> _GIVEN INFORMATION_:
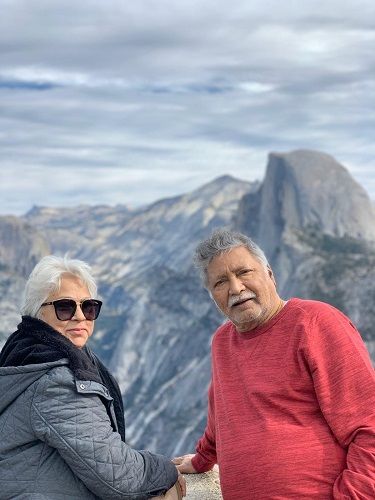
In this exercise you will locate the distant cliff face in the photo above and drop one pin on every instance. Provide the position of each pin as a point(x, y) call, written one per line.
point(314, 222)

--

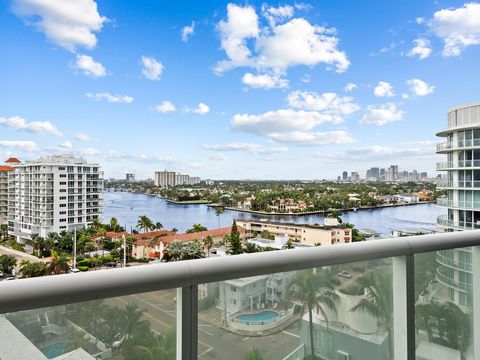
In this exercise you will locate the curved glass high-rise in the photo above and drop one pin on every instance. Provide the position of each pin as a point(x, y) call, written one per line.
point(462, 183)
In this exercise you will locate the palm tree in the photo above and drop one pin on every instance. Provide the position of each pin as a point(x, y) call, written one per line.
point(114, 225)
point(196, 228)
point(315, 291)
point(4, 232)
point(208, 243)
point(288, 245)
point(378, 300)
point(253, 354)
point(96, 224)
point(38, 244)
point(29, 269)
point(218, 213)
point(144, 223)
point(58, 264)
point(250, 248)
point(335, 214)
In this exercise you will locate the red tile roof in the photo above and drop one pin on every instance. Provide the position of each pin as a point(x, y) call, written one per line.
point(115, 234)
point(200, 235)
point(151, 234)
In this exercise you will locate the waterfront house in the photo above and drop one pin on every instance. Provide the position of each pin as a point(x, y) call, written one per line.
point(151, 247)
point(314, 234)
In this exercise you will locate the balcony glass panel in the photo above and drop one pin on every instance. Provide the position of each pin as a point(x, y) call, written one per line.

> _WHAT YOU NEED TO DO_:
Please set down, word for word, the lines starting with the one that contains "In this exercise you will locate the distant" and going on through the one that contains "point(314, 222)", with both of those lines included.

> _SOLUTION TO THIS PROBLEM_:
In this exercise you will locate the distant cliff face in the photo above and drop one pin on every instance. Provide the position of each pin as a point(x, y) call, written one per line.
point(314, 222)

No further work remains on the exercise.